EXTRAIT:
####
Comment les femmes ukrainiennes supportent le poids de la vie sur la ligne de front
Alors que les hommes sont appelés sous les drapeaux ou se cachent pour échapper à la conscription, les femmes doivent jongler entre travail et soins sous la menace des bombardements.
Plus d’un an s’est écoulé depuis que l’Ukraine a repris une grande partie de sa région orientale de Kharkiv.
Mais si les premières étapes de la reprise ont été franchies, les communautés de la région sont aujourd’hui confrontées à de nouvelles réalités, en plus des bombardements russes : des villages et des villes en pleine reconstruction, des institutions publiques fermées, un manque d’emplois et un nombre croissant de femmes par rapport aux hommes.
“En parlant aux femmes, nous avons compris qu’elles sont avec leurs enfants 24 heures sur 24, 7 jours sur 7 : les jardins d’enfants sont fermés, les écoles sont fermées, beaucoup ont également perdu leur emploi”, explique Inna Avramenko, fondatrice de l’organisation Greenland, qui soutient les femmes à Kharkiv et dans la région. “Elles sont prises au piège : elles doivent enseigner aux enfants, les élever, nettoyer la maison ; elles n’ont nulle part où aller, sauf dans la plaine de jeux.
Les localités les plus éloignées de la ligne de front, comme celles de Savyntsi, ont réussi à restaurer leurs infrastructures et commencent déjà à penser à la transformation et à l’attraction d’investissements. Mais pour les localités les plus proches de la ligne de front, comme celles de Dvorichna, la vie se résume encore à compter les pertes et les victimes, à évacuer et à maintenir des provisions minimales pour les personnes qui restent dans leurs maisons sous les bombardements.
Le fardeau des femmes
L’état des villes et des villages de Kharkiv varie également en fonction de l’occupation russe et de leur proximité avec la ligne de front, aujourd’hui et par le passé.
La zone entourant la ville de Kupyansk, un important centre stratégique à l’est de la région de Kharkiv, est l’une des zones les plus dangereuses du front.
La collectivité territoriale (hromada) de Shevchenkove, dirigée par Serhiy Starikov, a été libérée de l’occupation le 10 septembre 2022. La ligne de front se trouve à 50 kilomètres de là, ce qui explique que Shevchenkove soit souvent la cible de tirs.
Selon M. Starikov, les principales tâches à accomplir à Shevchenkove sont la restauration des logements et des infrastructures essentielles, la construction d’abris anti-bombes pour les établissements d’enseignement et la fourniture d’une aide humanitaire aux habitants.
Shevchenkove elle-même a été lourdement endommagée par les bombardements russes l’année qui a suivi sa libération par l’armée ukrainienne. À ce jour, seules trois écoles sur les onze que compte la collectivité sont intactes.
####
ENTRÉES DE DONNÉES:

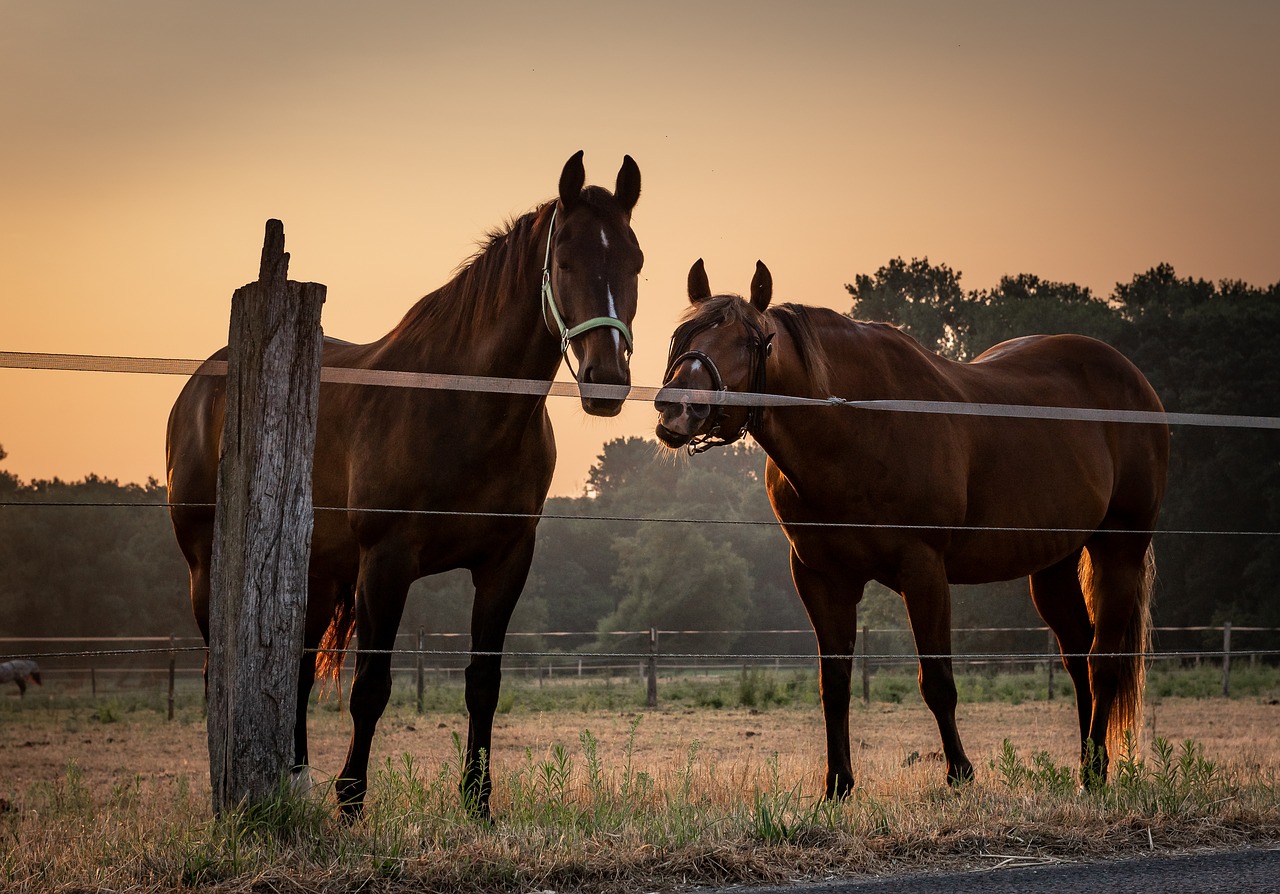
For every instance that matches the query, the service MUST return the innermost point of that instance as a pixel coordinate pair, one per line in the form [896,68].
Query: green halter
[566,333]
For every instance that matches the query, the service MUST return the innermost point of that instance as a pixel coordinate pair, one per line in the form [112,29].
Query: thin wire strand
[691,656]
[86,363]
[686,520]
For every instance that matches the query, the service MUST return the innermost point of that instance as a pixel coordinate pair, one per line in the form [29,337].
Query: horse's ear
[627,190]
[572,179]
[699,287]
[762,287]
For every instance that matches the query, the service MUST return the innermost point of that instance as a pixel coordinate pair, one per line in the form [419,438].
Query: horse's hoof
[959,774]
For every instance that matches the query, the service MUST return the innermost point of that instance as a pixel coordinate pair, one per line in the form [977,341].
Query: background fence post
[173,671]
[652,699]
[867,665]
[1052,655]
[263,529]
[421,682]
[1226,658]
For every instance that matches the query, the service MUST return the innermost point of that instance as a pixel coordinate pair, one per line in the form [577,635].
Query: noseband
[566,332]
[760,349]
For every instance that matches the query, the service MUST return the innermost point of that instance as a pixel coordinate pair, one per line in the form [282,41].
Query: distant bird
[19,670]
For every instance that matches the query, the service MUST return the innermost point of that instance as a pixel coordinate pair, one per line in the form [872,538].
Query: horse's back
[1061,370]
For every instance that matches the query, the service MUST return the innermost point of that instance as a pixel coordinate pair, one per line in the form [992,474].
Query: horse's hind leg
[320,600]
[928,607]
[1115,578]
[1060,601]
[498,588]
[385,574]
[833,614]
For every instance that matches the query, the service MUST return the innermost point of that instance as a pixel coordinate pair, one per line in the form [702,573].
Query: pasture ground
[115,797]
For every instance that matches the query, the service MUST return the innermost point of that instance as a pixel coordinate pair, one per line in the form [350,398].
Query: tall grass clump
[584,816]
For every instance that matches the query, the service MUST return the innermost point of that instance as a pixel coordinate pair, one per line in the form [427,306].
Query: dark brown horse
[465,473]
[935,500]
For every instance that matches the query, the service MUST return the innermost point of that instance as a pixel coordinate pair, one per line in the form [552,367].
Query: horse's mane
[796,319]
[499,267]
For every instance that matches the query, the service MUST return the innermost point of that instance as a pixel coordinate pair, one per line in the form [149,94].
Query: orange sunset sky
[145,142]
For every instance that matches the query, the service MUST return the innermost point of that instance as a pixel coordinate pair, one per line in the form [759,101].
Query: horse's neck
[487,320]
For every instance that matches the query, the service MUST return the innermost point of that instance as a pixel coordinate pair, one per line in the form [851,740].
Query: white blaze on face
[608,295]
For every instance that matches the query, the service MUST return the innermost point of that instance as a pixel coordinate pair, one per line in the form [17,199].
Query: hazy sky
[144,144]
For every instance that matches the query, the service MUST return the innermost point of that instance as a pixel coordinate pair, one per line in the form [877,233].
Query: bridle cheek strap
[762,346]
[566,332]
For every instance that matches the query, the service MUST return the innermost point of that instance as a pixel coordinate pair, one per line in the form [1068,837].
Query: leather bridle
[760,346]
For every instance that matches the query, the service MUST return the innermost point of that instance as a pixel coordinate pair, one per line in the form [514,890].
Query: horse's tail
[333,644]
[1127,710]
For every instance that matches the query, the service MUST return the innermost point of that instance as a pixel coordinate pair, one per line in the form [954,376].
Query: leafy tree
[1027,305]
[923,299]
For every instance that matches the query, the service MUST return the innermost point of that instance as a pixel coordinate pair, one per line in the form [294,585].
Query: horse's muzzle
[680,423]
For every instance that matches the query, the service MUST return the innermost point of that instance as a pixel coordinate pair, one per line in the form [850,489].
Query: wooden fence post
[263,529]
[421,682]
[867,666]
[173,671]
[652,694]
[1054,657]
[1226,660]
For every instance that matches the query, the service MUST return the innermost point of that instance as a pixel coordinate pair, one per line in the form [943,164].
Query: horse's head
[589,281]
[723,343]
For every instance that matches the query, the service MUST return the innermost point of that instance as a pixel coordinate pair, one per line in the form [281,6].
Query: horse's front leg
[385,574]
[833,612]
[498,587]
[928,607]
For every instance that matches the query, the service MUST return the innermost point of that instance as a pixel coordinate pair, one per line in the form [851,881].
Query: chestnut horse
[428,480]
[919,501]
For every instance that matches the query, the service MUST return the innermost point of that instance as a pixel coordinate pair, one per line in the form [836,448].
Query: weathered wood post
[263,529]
####
CONSIGNE:
Recopiez mot pour mot le passage de l'article sur les femmes ukrainiennes près du front, en commençant à « Selon M. Starikov, les » et en terminant à « humanitaire aux habitants. ». Vous n'aurez besoin d'aucun des items.

CORRIGÉ:
Selon M. Starikov, les principales tâches à accomplir à Shevchenkove sont la restauration des logements et des infrastructures essentielles, la construction d’abris anti-bombes pour les établissements d’enseignement et la fourniture d’une aide humanitaire aux habitants.